### [Requisitos do exercício]
A) Segundo o texto sobre a EBC, qual será a duração máxima do mandato do presidente da empresa?
B) Imprima, sem nenhuma alteração, o trecho do texto sobre a EBC entre "A deputada Angela" e "dos debates realizados.", inclusive.
C) Traduza para o inglês esta frase do texto sobre a EBC: "O comitê será composto por 11 membros, todos designados pelo presidente da República a partir de uma lista tríplice."

A deputada Angela Albino (PCdoB-SC) rebateu a posição de Caiado e criticou a ausência de vários parlamentares nos debates realizados previamente à leitura do relatório na Comissão Mista. “Vamos ouvindo as falas e vão ficando claras duas diferenciações. A primeira é quem tem vocação para a convivência democrática e os que não têm. E a segunda é quem acompanhou o desenvolvimento dessa comissão e quem não acompanhou. Cada um discursa para a sua plateia, mas em momento nenhum aqui nós discutimos a eliminação de empregos [com uma eventual extinção da EBC]”, rebateu a deputada, fazendo referência ao fato do senador Caiado não ter participado de nenhuma outra sessão da comissão, muito menos dos debates realizados.

O deputado Chico D’Angelo (PT-RJ) questionou as verdadeiras intenções da MP 744/2016, lembrando que só a mudança na forma de escolha da presidência da empresa já demarca a intenção de torná-la estatal, retirando seu caráter público e eliminando sua autonomia em relação ao governo. D’Angelo reprovou a atitude do atual diretor-presidente da EBC, Laerte Rimolli, ao demitir arbitrariamente a jornalista Leda Nagle, apresentadora do programa Sem Censura há 20 anos. “Se estamos falando em uma empresa pública de qualidade e que tenha apelo de audiência, qual a motivação para demitir uma jornalista que atuava num dos programas mais assistidos da grade da EBC?”, perguntou ele.

Como fica a estrutura da EBC com a Medida Provisória

De acordo com o parecer aprovado na Comissão Mista da MP 744/2016, o presidente da EBC cumprirá mandato de até quatro anos, sem recondução. Será nomeado pelo presidente da República, após aprovação em sabatina no Senado Federal, mas tanto ele quanto os demais diretores-executivos poderão ser indicados e exonerados a qualquer momento pela Presidência da República. A composição da Diretoria-Executiva passará dos atuais oito integrantes para seis, todos também de livre nomeação e exoneração pelo presidente da República.

O Conselho de Administração agregará novos membros: os representantes dos Ministérios da Educação e da Cultura, além de um representante dos empregados da empresa. Eles se somam aos representantes dos Ministérios da Ciência e Tecnologia, do Planejamento e da Casa Civil. Já o Comitê Editorial e de Programação terá a função de assegurar que a programação proposta pela diretoria da EBC cumpra os princípios e os objetivos da comunicação pública. O comitê será composto por 11 membros, todos designados pelo presidente da República a partir de uma lista tríplice.

### [Dados abaixo]
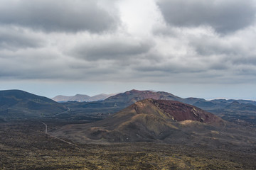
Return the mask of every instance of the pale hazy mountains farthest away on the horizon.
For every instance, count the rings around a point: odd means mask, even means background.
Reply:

### [Resultados]
A) Até quatro anos, sem recondução.

B)
A deputada Angela Albino (PCdoB-SC) rebateu a posição de Caiado e criticou a ausência de vários parlamentares nos debates realizados previamente à leitura do relatório na Comissão Mista. “Vamos ouvindo as falas e vão ficando claras duas diferenciações. A primeira é quem tem vocação para a convivência democrática e os que não têm. E a segunda é quem acompanhou o desenvolvimento dessa comissão e quem não acompanhou. Cada um discursa para a sua plateia, mas em momento nenhum aqui nós discutimos a eliminação de empregos [com uma eventual extinção da EBC]”, rebateu a deputada, fazendo referência ao fato do senador Caiado não ter participado de nenhuma outra sessão da comissão, muito menos dos debates realizados.

C) The committee will be made up of 11 members, all appointed by the President of the Republic from a three-name list.